Goal: Return each of the rows below line for line, with no changes, and leave the pictures out.

Records provided:

┄┄┄┄┄┄

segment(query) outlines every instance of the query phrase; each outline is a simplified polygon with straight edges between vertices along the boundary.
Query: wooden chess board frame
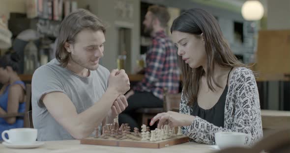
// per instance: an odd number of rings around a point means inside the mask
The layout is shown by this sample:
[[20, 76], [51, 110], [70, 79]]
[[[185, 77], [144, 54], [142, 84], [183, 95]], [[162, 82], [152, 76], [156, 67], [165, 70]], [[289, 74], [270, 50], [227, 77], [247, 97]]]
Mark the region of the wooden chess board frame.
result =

┄┄┄┄┄┄

Complete response:
segment(query) outlines every instance of the query phrase; each outline is a simplified polygon with straight edges between vertices along the boundary.
Query: wooden chess board frame
// per instance: an odd number of rings around a point means inside the mask
The layout is shown by this sample:
[[20, 76], [51, 110], [70, 79]]
[[[185, 77], [144, 54], [142, 84], [183, 95]], [[162, 82], [152, 76], [156, 67], [165, 70]], [[289, 74], [270, 50], [227, 77], [247, 97]]]
Mark the region of the wooden chess board frame.
result =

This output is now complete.